TEXT BLOCK:
Maintain a low-rise built form character consistent with the industrial and commercial buildings in the surrounding area to complement existing heritage buildings, with a maximum of three storey (11m) frontages along streets. Any additional height, to a maximum of 15m, should be set back to be subservient to the streetscape and to avoid any additional overshadowing of nearby streets and public spaces;
Ensure that new development is of high quality architecture and design details; and
Ensure that through block pedestrian movement and permeability is maintained and improved in any redevelopment of the site.
CCSP UDF, p14
Kangan Batman TAFE Sub Precinct The TAFE now provides little amenity except for employees and students, but it offers important opportunities both for open space and community facility provision. Protection of the former Cremorne Street State School buildings’ heritage significance requires retention of open space around them, and so the existing car parks have potential as public spaces that would be useful for students as well as the wider community. The TAFE site is a central location that would be ideal for local facilities serving Cremorne, such as childcare facilities which could be integrated into the TAFE.
(CCSP UDF, p14)
Create new public Spaces. Recommendation 102. Improve the car parks around the former Cremorne Street State School buildings at the Kangan Batman TAFE to work as public spaces. Engage in dialogue with various State departments, in particular Vic Track and the Department of Education and Training (DET), to provide the best development outcome for the Stephenson Street car park site and the TAFE site, whereby the Stephenson St car park is developed for a commercial or mixed use building with car parking, and the current car park in the TAFE converted to public open space.

DATASET EXTRACT:
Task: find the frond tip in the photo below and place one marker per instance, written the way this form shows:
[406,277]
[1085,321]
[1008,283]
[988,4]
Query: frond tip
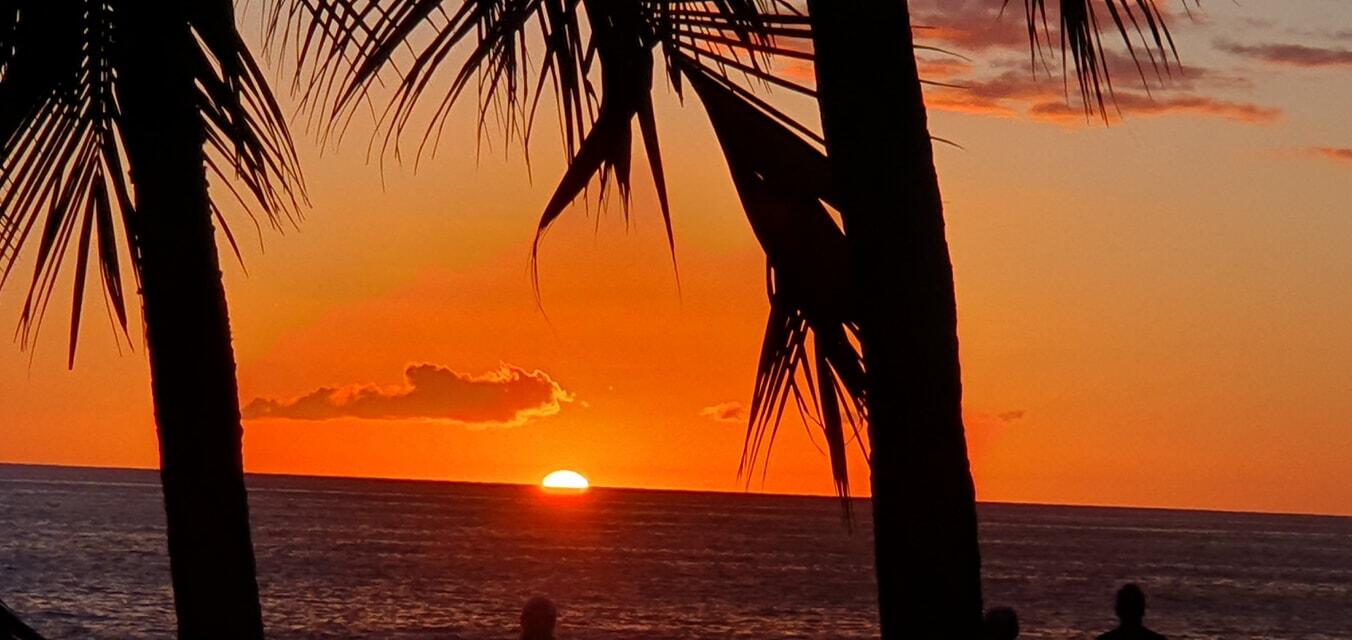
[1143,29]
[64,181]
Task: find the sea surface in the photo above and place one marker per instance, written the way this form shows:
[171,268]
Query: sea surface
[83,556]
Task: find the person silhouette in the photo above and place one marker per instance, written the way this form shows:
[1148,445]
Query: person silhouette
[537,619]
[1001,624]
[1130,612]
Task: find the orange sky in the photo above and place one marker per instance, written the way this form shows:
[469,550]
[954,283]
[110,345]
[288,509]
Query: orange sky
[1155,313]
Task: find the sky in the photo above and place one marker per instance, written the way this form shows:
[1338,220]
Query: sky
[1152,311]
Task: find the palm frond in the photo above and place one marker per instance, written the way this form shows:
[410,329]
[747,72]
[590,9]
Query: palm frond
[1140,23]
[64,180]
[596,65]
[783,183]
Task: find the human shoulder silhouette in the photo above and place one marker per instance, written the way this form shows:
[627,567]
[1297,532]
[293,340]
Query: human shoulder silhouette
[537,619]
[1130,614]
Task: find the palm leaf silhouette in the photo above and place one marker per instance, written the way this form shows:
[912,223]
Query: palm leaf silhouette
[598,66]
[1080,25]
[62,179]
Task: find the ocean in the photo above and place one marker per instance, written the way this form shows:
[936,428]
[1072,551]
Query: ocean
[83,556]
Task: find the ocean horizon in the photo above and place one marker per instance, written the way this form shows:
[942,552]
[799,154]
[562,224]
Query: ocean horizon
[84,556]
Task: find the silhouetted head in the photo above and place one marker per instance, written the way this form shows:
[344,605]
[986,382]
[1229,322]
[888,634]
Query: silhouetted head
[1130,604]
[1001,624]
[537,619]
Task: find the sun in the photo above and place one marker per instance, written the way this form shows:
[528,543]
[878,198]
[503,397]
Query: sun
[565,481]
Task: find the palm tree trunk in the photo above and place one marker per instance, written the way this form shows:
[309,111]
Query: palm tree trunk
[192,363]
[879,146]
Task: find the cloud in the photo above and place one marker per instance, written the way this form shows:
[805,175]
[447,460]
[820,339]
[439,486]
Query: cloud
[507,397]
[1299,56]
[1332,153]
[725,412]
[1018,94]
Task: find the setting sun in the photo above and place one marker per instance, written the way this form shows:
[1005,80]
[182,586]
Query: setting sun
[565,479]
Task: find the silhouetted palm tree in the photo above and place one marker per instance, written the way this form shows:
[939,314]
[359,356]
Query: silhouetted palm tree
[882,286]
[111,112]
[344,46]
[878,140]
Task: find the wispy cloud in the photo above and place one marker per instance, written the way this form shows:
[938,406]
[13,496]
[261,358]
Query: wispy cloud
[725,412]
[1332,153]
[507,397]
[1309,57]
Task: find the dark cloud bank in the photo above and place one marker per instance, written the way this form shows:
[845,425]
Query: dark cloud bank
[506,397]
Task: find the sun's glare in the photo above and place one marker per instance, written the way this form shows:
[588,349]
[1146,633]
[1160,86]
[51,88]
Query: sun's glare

TASKS TO CARRY OUT:
1. Render this sentence from the Cremorne urban design text in Spanish: "The TAFE site is a central location that would be ideal for local facilities serving Cremorne, such as childcare facilities which could be integrated into the TAFE."
2. Carry the Cremorne urban design text on past its final sentence.
The records can be set aside; nothing here depends on them.

TASK ANSWERS:
1. El sitio del TAFE es una ubicación céntrica que sería ideal para instalaciones locales al servicio de Cremorne, como guarderías que podrían integrarse en el TAFE.

2.
(CCSP UDF, p24)
Recommendation 110.Investigate opportunities for partnerships between the Kangan Batman TAFE and Council to create a neighbourhood community centre based around heritage buildings and associated open spaces on the TAFE site. Investigate public uses that can be integrated into the campus.
(CCSP UDF, p24)
Did it get too hard to pursue the recommendations in the CCSP UDF? Can we look at them again?
Yarra City Council has already put a good deal of thought into local planning, as demonstrated in planning schemes that have been developed in the last few years. I have felt quite encouraged by the constructive ideas in these documents. I have become more cynical when I see the actual results on the ground. An example of this is the CREMORNE AND CHURCH STREET PRECINCT URBAN DESIGN FRAMEWORK (CCSP UDF) which was adopted 2007. There are many suggestions in this plan to improve public open space in Cremorne but few have materialized. As this extract shows, things have moved on in the last thirteen years. There is a recognition of the need for ‘useable public spaces’ but opportunities have been missed.
Open Spaces and Community Facilities
There are few useable public spaces within Cremorne, and the expansive parklands to the west are relatively inaccessible for casual use. The few local public open spaces are small and relatively inaccessible sites at fringes of the precinct, including a park next to the Monash Freeway at the south end of Cubitt Street, and one next to Adolph Street near East Richmond Station. Open space facilities within the Kangan Batman TAFE campus are extremely modest. The precinct also lacks local community facilities.
Some major development sites also have the potential to provide sheltered pocket parks. Modest set-backs along the south sides of Gough and Blanche Streets would improve pedestrian circulation and, with appropriate redevelopment along them, could provide attractive north-facing spaces for seating and other casual uses.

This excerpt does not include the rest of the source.